Each record is to be printed again precisely as it reads.
________________
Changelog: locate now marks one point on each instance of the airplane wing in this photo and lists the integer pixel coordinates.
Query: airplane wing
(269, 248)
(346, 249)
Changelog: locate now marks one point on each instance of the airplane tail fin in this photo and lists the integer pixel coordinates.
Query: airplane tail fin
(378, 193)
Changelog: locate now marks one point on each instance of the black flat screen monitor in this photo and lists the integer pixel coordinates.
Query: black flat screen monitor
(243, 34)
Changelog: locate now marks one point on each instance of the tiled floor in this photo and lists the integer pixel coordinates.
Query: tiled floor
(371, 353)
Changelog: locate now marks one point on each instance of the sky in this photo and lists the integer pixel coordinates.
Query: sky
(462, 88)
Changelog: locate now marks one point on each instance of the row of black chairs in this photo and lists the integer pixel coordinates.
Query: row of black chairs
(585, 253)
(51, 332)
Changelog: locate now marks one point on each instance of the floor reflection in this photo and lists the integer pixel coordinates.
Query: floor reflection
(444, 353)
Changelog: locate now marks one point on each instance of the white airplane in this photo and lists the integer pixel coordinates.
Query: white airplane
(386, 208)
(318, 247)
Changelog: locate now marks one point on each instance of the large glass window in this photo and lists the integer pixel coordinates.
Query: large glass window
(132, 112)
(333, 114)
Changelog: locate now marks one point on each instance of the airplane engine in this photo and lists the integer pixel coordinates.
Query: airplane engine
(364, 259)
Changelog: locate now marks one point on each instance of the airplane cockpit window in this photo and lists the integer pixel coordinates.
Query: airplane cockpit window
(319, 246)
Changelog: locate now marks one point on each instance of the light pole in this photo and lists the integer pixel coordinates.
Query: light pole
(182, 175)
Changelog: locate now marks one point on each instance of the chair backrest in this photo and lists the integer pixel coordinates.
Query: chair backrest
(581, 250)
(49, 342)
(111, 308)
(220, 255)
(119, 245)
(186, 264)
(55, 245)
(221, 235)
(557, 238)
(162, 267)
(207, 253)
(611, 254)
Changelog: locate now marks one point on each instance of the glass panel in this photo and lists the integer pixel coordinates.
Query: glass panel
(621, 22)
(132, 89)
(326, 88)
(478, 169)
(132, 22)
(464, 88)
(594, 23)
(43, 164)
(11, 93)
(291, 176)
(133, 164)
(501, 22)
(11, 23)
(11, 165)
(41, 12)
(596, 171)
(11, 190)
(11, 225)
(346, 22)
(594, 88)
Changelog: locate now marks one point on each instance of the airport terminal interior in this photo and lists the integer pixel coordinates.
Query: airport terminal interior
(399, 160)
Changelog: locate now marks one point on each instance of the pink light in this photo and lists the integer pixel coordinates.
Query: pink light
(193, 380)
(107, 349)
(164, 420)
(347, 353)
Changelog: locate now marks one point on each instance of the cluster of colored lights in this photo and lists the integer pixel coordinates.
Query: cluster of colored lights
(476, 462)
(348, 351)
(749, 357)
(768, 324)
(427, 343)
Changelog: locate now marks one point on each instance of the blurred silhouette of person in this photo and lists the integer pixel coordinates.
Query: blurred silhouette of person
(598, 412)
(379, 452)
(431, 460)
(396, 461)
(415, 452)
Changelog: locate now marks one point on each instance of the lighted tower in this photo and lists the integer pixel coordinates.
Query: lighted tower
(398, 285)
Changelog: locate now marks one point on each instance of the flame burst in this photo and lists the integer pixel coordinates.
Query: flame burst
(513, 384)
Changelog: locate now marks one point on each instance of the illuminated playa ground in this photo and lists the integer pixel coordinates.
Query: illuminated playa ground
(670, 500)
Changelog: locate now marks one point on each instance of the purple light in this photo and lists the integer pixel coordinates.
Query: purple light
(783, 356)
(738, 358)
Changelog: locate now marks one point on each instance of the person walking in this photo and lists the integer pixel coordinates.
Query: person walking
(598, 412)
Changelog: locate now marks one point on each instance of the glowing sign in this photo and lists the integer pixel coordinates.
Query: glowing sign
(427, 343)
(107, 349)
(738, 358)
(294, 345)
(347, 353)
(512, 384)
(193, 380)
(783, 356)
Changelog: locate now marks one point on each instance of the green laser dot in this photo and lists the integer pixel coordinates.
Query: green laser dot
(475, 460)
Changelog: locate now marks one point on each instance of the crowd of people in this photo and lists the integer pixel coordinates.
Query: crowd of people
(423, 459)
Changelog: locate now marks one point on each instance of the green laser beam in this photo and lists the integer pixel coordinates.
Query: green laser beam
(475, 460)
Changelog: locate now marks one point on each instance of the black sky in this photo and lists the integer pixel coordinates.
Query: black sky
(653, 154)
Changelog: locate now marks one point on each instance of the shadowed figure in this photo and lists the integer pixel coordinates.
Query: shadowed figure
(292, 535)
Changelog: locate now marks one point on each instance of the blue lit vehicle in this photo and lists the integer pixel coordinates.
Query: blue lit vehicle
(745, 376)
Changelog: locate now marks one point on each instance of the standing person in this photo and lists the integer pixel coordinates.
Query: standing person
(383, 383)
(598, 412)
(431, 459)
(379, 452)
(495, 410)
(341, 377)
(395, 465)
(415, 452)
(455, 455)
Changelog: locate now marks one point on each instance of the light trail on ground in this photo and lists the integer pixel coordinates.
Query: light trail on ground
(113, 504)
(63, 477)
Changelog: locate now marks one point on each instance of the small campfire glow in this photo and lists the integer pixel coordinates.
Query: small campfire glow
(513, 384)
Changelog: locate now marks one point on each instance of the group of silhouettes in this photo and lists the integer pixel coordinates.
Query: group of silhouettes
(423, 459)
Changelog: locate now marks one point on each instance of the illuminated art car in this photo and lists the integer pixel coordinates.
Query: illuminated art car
________________
* _Response to this exercise_
Changelog: locate now marks one point on each instance of the airplane wing in this photo and lists the integer pixel coordinates.
Query: airplane wing
(269, 248)
(346, 249)
Changelog: locate now marks one point on each instance of the airplane tail fin in this photo and lists the integer pixel coordinates.
Query: airplane tail fin
(378, 193)
Changelog: locate now marks one point on each instance of the black flat screen monitor in this photo and lists the integer pixel coordinates.
Query: black flat screen monitor
(243, 34)
Changelog: locate now marks one point on each instance of the tiled floor in this photo and lists the integer pixel coordinates.
Query: tiled floor
(371, 353)
Changelog: locate now marks one point on each instance of the sky in this photo and lists the integer pixel coordinates.
Query: sky
(462, 88)
Changelog: locate now marks one point on each instance of the row of black chairs in this photo and lists the integer pixel coordinates.
Query: row of black chairs
(585, 253)
(51, 332)
Changelog: locate now marks one point on each instance of the floor reflection in this photo and lists the integer pixel coordinates.
Query: floor reflection
(444, 353)
Changelog: locate now marks one point on each instance of the white airplane in this photo and lists the integer pixel coordinates.
Query: white airplane
(386, 208)
(318, 247)
Changelog: locate now marks one point on each instance of the large glass window in this photo and lists the integer pixel coordinates.
Query: large glass window
(132, 112)
(333, 114)
Changelog: locate now marks one point on each instance of the airplane engine in this photo and lists the integer pixel coordinates.
Query: airplane engine
(364, 259)
Changelog: locate now marks one point on each instance of the airplane cockpit window in this photo and lists the integer pixel coordinates.
Query: airplane cockpit window
(319, 246)
Changelog: locate now marks one point on each instance of the light pole in this photo and lists the integer pixel coordinates.
Query: light pole
(182, 175)
Changelog: locate now marks one point on each instance of the chair backrest in this photo and lists the integer pixel coordinates.
Query: chair backrest
(581, 250)
(49, 342)
(111, 308)
(220, 255)
(119, 245)
(186, 264)
(55, 245)
(221, 235)
(557, 238)
(162, 267)
(207, 253)
(611, 254)
Changelog: locate now marks one point on each instance of the glass panel in this photo and lists the integer pixel coordinates.
Query: glass panel
(621, 22)
(132, 89)
(326, 88)
(478, 169)
(132, 22)
(464, 88)
(594, 23)
(43, 164)
(11, 93)
(291, 176)
(133, 164)
(501, 22)
(11, 23)
(11, 165)
(41, 12)
(596, 171)
(11, 190)
(11, 225)
(346, 22)
(594, 88)
Changelog: locate now marks one point on each instance of the airport terminal interior in this photo and lists the integer pixel coordinates.
Query: airport terminal interior
(399, 160)
Changelog: locate now marks one point on each instance of the pink light in this photo and lists the integer pixel coordinates.
Query: pink light
(193, 380)
(107, 349)
(164, 420)
(347, 353)
Changelog: locate now marks one point on each instance of the cluster of colored lights in this photo and lists the integer pixel coordinates.
Query: cluster of colored lights
(476, 462)
(348, 351)
(749, 357)
(768, 324)
(427, 343)
Changelog: locate now marks one point on each instance of the blurred silhouette of person in this photo and lists the integer pixel coordinates.
Query: blurred silhouette of person
(598, 412)
(379, 452)
(431, 460)
(396, 461)
(415, 452)
Changelog: locate now marks one point on each instance of the lighted tower in this photo and lists the integer pixel coordinates.
Query: lighted tower
(398, 285)
Changelog: locate now marks one point on each instance of the flame burst in this photo and lists the integer pixel coordinates.
Query: flame burst
(513, 384)
Changelog: locate now marks one point on each instance of the illuminated playa ground in this photo and lists the integer pixel coordinates.
Query: illuminated playa ground
(670, 500)
Changelog: locate now marks one point on each instance of the purple light in this photo and lists the integer pixel coordinates.
Query: purple light
(783, 356)
(738, 358)
Changelog: locate now marks one point on each instance of the person walking in this photo and lists the integer pixel coordinates.
Query: person walking
(598, 412)
Changelog: locate now marks one point on each instance of the glowing sign in this photo and lists the integer pixel coordinates.
Query: glowing sign
(427, 343)
(107, 349)
(738, 358)
(294, 345)
(347, 353)
(512, 384)
(193, 380)
(783, 356)
Changelog: locate now marks one point on each instance of the green laser dot in this photo and lists the integer pixel coordinates.
Query: green laser dot
(475, 460)
Changelog: locate now marks one point on each instance of the crowd of people in this photo and lists the integer pixel coordinates.
Query: crowd of people
(423, 459)
Changelog: locate now marks one point on each instance of the green laser beam in this photo and lists the integer pixel coordinates.
Query: green laser beam
(475, 460)
Changelog: locate now marks one point on each instance of the black sky in this photo and lists the integer pixel coordinates.
Query: black sky
(653, 154)
Changelog: locate now marks one point on each instance of the shadowed figure in this photo and lists the integer pixel coordinates.
Query: shadowed figure
(292, 535)
Changelog: locate now marks one point on each instance of the blue lit vehicle in this photo and lists the integer pixel coordinates.
Query: blue lit vehicle
(745, 376)
Changelog: locate now marks one point on each instance of the standing person in this photo and lists the integer pixel coordinates.
Query: standing person
(383, 383)
(598, 412)
(431, 459)
(379, 452)
(495, 410)
(341, 377)
(395, 465)
(415, 452)
(455, 455)
Changelog: locate now marks one point on each instance of the light trail on ground in this photo and lists the integer pixel coordinates.
Query: light trail on ground
(113, 504)
(63, 477)
Changelog: locate now marks one point on each instance of the small campfire glow in this photo and lists the integer pixel coordinates.
Query: small campfire glow
(513, 384)
Changelog: locate now marks one point on each instance of the group of silhouettes in this photo and lists the integer pixel coordinates.
Query: group of silhouettes
(423, 459)
Changelog: locate now marks one point on each instance of the illuminated art car in this photo and lists the integer pixel coordinates.
Query: illuminated art car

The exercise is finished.